OEFENTEKST
__________________________________________________
Kennistoets Kwartiel 2 Theorie – Anatomie
Inleiding anatomie, fysiologie en biomechanica
De student kan de inhoud van de biomedische vakken anatomie, fysiologie en
biomechanica globaal herkennen.
Anatomie:
- Leer van de bouw van het lichaam
- Bot, spier, gewricht, bloedvoorziening etc.
Fysiologie:
- Leer van de natuurlijke levensverrichtingen- en verschijnselen (processen/functie)
- Cel weefsel orgaan orgaansysteem organisme
Biomechanica:
- Werking en effecten van mechanische krachten op het lichaam
- Druk-, trekkracht, evenwicht, momenten etc.
De student kan de onderlinge samenhang aangeven van de biomedische vakgebieden
anatomie, fysiologie en biomechanica.
- Door het bewegen (anatomie) komen er krachten (mechanica) vrij, hierdoor krijg je
effecten op de anatomie dit heet biomechanica.
- Zodra de keten van anatomie, fysiologie (functie, natuurwetenschappen) en
biomechanica verstoord wordt, is er sprake van pathologie. Als er sprake is van
pathologie (afwijkende anatomie en fysiologie) wordt er onderzoek gedaan. Hierna
wordt er een medische diagnose opgesteld. Dit wordt gevolgd door een behandeling.
De student kan de geschiedenis beschrijven door middel van historische ontwikkelingen.
In 460 tot 377 voor Christus, Hippocrates van Kos:
- De vader van geneeskunde en zei dat ziektes een natuurlijke oorzaak hebben. Dat
hygiëne, eet- en drinkgewoonte invloed hadden op de gezondheid. Hij dacht dat het
lichaam uit 4 sappen bestond: slijm, bloed, gele en zwarte gal.
__________________________________________________
BRONGEGEVENS
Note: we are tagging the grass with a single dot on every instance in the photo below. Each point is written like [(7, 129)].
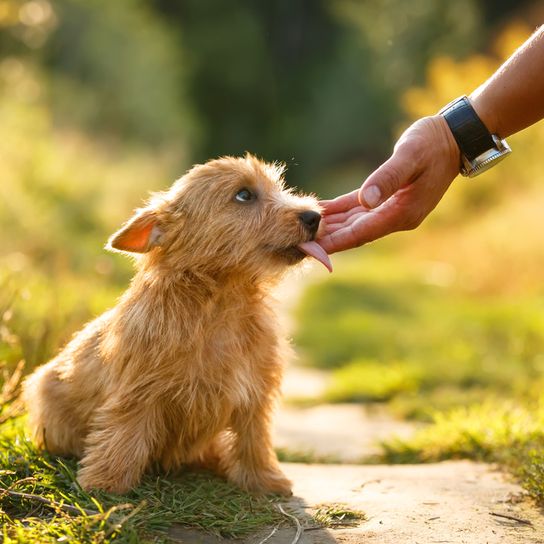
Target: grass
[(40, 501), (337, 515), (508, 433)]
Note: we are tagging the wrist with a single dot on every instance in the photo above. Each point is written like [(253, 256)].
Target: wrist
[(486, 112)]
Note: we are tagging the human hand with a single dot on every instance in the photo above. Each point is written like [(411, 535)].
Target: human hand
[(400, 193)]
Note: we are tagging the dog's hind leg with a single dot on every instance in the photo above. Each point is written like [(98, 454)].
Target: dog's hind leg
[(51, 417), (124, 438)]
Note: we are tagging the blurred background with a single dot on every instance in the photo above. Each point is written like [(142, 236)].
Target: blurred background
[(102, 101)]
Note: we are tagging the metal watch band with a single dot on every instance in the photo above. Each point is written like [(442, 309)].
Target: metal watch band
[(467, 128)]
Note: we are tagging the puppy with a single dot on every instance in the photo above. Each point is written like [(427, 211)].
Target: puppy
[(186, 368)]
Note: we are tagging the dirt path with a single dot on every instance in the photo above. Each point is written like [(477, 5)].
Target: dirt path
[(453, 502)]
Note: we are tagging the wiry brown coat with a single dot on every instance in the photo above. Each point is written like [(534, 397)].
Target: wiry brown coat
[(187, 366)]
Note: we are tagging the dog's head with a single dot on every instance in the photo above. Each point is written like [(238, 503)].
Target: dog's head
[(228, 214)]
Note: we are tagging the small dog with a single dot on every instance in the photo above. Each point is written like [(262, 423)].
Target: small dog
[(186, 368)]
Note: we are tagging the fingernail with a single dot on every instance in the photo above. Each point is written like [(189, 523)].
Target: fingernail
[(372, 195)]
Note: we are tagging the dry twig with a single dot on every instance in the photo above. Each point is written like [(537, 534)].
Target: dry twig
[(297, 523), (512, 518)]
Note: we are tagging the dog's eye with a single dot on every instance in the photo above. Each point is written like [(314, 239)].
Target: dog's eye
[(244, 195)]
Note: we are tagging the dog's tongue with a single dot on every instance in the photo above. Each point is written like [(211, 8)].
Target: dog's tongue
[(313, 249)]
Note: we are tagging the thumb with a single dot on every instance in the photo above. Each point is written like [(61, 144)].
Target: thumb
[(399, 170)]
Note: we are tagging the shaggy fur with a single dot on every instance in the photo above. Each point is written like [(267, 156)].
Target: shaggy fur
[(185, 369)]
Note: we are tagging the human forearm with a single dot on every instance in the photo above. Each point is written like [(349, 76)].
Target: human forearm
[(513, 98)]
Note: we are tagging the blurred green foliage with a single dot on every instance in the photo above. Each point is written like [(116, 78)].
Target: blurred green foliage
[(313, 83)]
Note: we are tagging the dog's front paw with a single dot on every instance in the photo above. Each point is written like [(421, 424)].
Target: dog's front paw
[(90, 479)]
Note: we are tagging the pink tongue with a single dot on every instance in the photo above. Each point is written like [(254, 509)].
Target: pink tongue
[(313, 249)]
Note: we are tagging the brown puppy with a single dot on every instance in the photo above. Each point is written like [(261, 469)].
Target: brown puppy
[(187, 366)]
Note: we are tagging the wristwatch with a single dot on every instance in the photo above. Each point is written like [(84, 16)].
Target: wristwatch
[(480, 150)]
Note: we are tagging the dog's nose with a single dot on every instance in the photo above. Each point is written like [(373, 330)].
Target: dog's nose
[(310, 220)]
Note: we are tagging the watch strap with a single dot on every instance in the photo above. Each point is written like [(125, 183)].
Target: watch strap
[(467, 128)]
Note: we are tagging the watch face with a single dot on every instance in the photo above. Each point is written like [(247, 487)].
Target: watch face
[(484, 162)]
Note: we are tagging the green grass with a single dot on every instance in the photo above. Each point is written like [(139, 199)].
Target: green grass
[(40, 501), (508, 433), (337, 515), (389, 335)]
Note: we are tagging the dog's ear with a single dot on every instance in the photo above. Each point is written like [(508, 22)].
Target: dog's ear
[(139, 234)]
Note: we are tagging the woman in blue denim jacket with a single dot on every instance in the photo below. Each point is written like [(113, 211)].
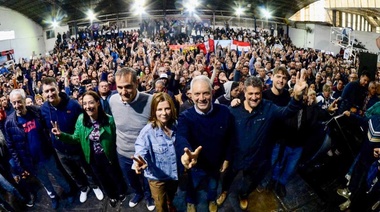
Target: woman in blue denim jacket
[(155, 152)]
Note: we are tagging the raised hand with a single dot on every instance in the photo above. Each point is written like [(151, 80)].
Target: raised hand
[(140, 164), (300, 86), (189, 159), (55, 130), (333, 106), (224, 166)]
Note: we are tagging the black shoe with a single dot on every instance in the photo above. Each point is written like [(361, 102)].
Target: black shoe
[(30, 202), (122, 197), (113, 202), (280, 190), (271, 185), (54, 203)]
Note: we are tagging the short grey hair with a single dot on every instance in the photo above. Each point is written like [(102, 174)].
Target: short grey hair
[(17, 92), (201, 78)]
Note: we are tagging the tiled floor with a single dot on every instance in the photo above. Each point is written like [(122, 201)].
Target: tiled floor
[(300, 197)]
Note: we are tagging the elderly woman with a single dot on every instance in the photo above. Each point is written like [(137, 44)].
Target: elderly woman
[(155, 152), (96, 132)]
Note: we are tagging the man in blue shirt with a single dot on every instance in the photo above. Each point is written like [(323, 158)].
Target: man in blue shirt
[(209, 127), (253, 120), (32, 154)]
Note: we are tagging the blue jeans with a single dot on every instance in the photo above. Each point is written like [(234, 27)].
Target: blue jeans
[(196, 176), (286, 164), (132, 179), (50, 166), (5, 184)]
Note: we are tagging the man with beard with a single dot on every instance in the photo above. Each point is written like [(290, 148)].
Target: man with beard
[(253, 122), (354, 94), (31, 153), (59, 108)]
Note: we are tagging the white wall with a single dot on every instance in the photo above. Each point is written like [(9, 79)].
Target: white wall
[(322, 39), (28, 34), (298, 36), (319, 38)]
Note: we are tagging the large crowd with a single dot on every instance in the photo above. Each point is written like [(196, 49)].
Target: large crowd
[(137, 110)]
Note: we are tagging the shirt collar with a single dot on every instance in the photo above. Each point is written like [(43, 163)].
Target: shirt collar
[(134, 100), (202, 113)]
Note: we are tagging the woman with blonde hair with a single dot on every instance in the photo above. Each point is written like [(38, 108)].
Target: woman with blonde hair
__________________________________________________
DE OPDRACHT
Uit welke vier sappen bestond het lichaam volgens Hippocrates in de oefentekst?

OPLOSSING
Uit slijm, bloed, gele gal en zwarte gal.